Page extract:
★ ★ ★
Monday, October 28, 2013

Robert Samuelson Tells Us That The Great Moderation Caused The Great Recession

There is a relationship between periods of prosperity and the willingness of investors and businesses to take risk.  During periods of prosperity we overshoot on the way up, and during bad economies we overshoot on the way down.  Robert Samuelson claims that Alan Greenspan's monetary policies produced a period of prosperity that was called "The Great Moderation".  The Fed succeeded in attenuating the business cycle.  He argues that we might have been better off if we had normal business cycles because Greenspan's policies led to over-confidence and excessive risk taking that caused the Great Recession.  In other words, Greenspan was too good at his job.

Some of Greenspan's critics accuse him of creating the conditions for the Great Recession by leading our effort to deregulate the financial system.  Samuelson dismisses these criticisms by arguing that the banks that were responsible for the financial were regulated and that deregulation could not have been one of the causes of the financial crisis.  It was Greenspan's successes and not his failures that led to the financial crisis and the Great Recession.

Greenspan was certainly a cheerleader for deregulation and he had a lot of help.  Robert Rubin and Larry Summers were important members of the team that made it easier for banks to develop and sell derivative contracts that escaped regulation.  Bank regulators, which included the Fed, also failed to do their job.  For example, the Fed was informed about problems in the origination of mortgages but it chose not to do anything about  it.  The SEC also played an enabling role by deciding that our large banks were more able to regulate themselves than was the SEC.  It is very clear that an ethic of deregulation contributed to the financial crisis but it was much more systematic than banking deregulation. I think that it makes more sense to look at the entire system that had been corrupted to enable the financial crisis and the Great Recession.

The problems begin at mortgage origination.  Banks and mortgage originators initiated mortgages but they sold them to Fannie Mae, Freddie Mac and Wall Street banks that packaged them into securities that they sold to investors.  This was a big change from the good old days when banks originated mortgages that were kept on their books.  Now they could pass the "Bad Queen" on to the next link in the chain.  They mortgage originators also had help from appraisers.  They were able to encourage appraisers to over estimate the value of the homes that they appraised for mortgages.  This enabled the originators to grant mortgages in excess of the value of the homes.  This was a big departure from past practices.  Many of the originators also provided false information about the income of those who were seeking loans.  They also sold variable rate mortgages that had low interest rates for the first few years and were reset at higher rates in later years.  This enabled many with low incomes to make the early year payments even though they were unaffordable after they were reset.
★ ★ ★
Problem to work on: Output the full blog post on Robert Samuelson and the Great Moderation, word for word. The listing after this point plays no part in the work.

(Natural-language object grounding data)
★ ★ ★
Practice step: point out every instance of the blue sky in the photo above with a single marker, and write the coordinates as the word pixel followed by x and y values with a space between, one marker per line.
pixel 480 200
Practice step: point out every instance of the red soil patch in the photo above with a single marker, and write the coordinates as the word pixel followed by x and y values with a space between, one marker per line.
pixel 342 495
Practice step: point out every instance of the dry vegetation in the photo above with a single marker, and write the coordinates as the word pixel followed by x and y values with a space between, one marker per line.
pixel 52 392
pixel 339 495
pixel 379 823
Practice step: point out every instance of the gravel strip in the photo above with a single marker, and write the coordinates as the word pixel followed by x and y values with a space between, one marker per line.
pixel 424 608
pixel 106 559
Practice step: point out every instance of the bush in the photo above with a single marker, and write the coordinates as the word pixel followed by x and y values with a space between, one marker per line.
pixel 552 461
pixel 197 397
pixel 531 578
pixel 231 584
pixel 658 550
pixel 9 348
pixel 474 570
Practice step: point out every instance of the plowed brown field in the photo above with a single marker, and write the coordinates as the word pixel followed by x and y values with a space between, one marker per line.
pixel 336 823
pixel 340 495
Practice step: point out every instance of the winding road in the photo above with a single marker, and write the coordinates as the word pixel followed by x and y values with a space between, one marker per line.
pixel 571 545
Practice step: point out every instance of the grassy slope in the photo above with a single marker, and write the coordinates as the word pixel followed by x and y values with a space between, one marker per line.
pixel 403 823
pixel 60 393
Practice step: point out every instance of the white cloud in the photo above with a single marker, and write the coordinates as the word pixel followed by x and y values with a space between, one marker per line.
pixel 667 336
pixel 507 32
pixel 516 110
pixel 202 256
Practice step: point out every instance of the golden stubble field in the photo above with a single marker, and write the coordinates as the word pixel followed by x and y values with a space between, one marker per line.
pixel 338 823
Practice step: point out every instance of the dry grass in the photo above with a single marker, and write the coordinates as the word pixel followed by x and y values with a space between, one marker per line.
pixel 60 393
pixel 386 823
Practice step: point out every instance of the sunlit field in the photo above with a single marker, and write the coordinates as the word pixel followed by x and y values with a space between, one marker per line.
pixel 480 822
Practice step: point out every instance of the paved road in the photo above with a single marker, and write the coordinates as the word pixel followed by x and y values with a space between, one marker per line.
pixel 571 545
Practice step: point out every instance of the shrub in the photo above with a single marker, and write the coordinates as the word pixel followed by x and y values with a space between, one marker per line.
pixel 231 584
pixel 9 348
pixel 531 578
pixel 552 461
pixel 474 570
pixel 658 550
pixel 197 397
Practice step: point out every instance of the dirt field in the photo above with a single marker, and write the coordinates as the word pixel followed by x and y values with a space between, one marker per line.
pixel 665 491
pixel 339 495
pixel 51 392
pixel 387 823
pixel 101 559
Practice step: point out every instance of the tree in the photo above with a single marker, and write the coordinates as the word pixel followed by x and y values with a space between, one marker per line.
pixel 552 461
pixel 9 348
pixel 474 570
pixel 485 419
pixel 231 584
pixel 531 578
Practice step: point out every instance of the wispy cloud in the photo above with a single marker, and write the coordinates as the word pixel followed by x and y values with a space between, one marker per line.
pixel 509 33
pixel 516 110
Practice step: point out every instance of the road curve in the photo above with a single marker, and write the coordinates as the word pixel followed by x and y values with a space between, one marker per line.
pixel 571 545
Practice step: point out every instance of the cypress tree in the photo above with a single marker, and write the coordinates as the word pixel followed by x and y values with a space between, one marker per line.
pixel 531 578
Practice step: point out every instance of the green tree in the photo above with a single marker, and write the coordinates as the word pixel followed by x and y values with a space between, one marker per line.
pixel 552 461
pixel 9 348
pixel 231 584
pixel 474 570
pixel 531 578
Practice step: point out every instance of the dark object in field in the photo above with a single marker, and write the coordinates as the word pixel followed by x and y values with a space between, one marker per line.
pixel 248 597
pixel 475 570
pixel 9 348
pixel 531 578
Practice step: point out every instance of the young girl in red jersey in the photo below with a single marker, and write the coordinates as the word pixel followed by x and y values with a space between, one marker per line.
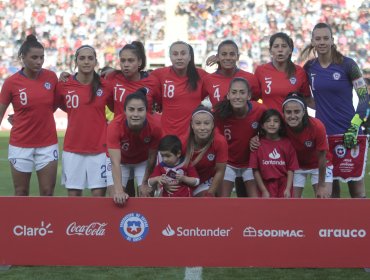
★ ★ ★
Result of the exercise:
Monday, October 28, 2013

Robert Samuelson Tells Us That The Great Moderation Caused The Great Recession

There is a relationship between periods of prosperity and the willingness of investors and businesses to take risk.  During periods of prosperity we overshoot on the way up, and during bad economies we overshoot on the way down.  Robert Samuelson claims that Alan Greenspan's monetary policies produced a period of prosperity that was called "The Great Moderation".  The Fed succeeded in attenuating the business cycle.  He argues that we might have been better off if we had normal business cycles because Greenspan's policies led to over-confidence and excessive risk taking that caused the Great Recession.  In other words, Greenspan was too good at his job.

Some of Greenspan's critics accuse him of creating the conditions for the Great Recession by leading our effort to deregulate the financial system.  Samuelson dismisses these criticisms by arguing that the banks that were responsible for the financial were regulated and that deregulation could not have been one of the causes of the financial crisis.  It was Greenspan's successes and not his failures that led to the financial crisis and the Great Recession.

Greenspan was certainly a cheerleader for deregulation and he had a lot of help.  Robert Rubin and Larry Summers were important members of the team that made it easier for banks to develop and sell derivative contracts that escaped regulation.  Bank regulators, which included the Fed, also failed to do their job.  For example, the Fed was informed about problems in the origination of mortgages but it chose not to do anything about  it.  The SEC also played an enabling role by deciding that our large banks were more able to regulate themselves than was the SEC.  It is very clear that an ethic of deregulation contributed to the financial crisis but it was much more systematic than banking deregulation. I think that it makes more sense to look at the entire system that had been corrupted to enable the financial crisis and the Great Recession.

The problems begin at mortgage origination.  Banks and mortgage originators initiated mortgages but they sold them to Fannie Mae, Freddie Mac and Wall Street banks that packaged them into securities that they sold to investors.  This was a big change from the good old days when banks originated mortgages that were kept on their books.  Now they could pass the "Bad Queen" on to the next link in the chain.  They mortgage originators also had help from appraisers.  They were able to encourage appraisers to over estimate the value of the homes that they appraised for mortgages.  This enabled the originators to grant mortgages in excess of the value of the homes.  This was a big departure from past practices.  Many of the originators also provided false information about the income of those who were seeking loans.  They also sold variable rate mortgages that had low interest rates for the first few years and were reset at higher rates in later years.  This enabled many with low incomes to make the early year payments even though they were unaffordable after they were reset.